[Coordinate labeling data]
'''

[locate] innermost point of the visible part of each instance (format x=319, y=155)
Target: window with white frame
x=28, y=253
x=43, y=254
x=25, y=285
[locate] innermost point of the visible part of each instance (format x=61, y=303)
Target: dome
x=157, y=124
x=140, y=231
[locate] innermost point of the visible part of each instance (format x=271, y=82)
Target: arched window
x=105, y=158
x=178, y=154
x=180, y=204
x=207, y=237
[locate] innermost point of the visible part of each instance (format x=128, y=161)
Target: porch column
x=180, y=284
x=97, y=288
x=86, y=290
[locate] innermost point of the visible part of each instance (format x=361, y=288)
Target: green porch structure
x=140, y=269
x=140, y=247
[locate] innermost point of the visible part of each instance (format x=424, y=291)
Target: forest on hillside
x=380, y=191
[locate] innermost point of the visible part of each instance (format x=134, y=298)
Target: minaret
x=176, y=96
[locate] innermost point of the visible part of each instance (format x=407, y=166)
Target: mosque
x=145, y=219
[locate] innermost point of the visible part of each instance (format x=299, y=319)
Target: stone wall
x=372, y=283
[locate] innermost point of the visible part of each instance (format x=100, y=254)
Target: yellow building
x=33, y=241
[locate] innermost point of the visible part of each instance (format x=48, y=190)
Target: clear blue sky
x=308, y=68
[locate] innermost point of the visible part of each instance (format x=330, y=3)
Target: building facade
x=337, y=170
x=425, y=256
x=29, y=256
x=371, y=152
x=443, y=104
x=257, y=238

'''

» **THE PROBLEM**
Copy the data above line for line, with every character unchanged.

» **RESPONSE TO THIS EXERCISE**
[locate] innermost point of the visible part of each instance (format x=319, y=155)
Target: window with white frame
x=28, y=253
x=43, y=254
x=25, y=285
[locate] innermost point of the visible part of each instance (format x=61, y=303)
Target: dome
x=157, y=124
x=140, y=231
[locate] innermost point of the visible part of each instance (format x=271, y=82)
Target: arched window
x=105, y=158
x=178, y=154
x=180, y=204
x=207, y=237
[locate] innermost point of the visible part of each instance (format x=128, y=161)
Target: porch column
x=180, y=284
x=97, y=288
x=86, y=290
[locate] innermost point of the visible part of each instance (format x=361, y=288)
Target: green porch structure
x=140, y=269
x=140, y=247
[locate] innermost point of the visible part of each instance (format x=424, y=291)
Target: forest on hillside
x=380, y=191
[locate] innermost point of the visible part of each instance (format x=134, y=298)
Target: minaret
x=176, y=96
[locate] innermost point of the visible part of each instance (format x=407, y=166)
Target: mosque
x=145, y=219
[locate] innermost point of the visible part of each instance (format x=299, y=319)
Target: stone wall
x=372, y=283
[locate] innermost point of the visible part of each instance (format x=100, y=254)
Target: yellow building
x=33, y=241
[locate] innermost point of the visible part of each instance (format x=48, y=190)
Target: clear blue sky
x=308, y=68
[locate] innermost point of the visible part of each instance (format x=330, y=3)
Target: building facade
x=337, y=170
x=425, y=256
x=29, y=256
x=371, y=152
x=443, y=104
x=257, y=238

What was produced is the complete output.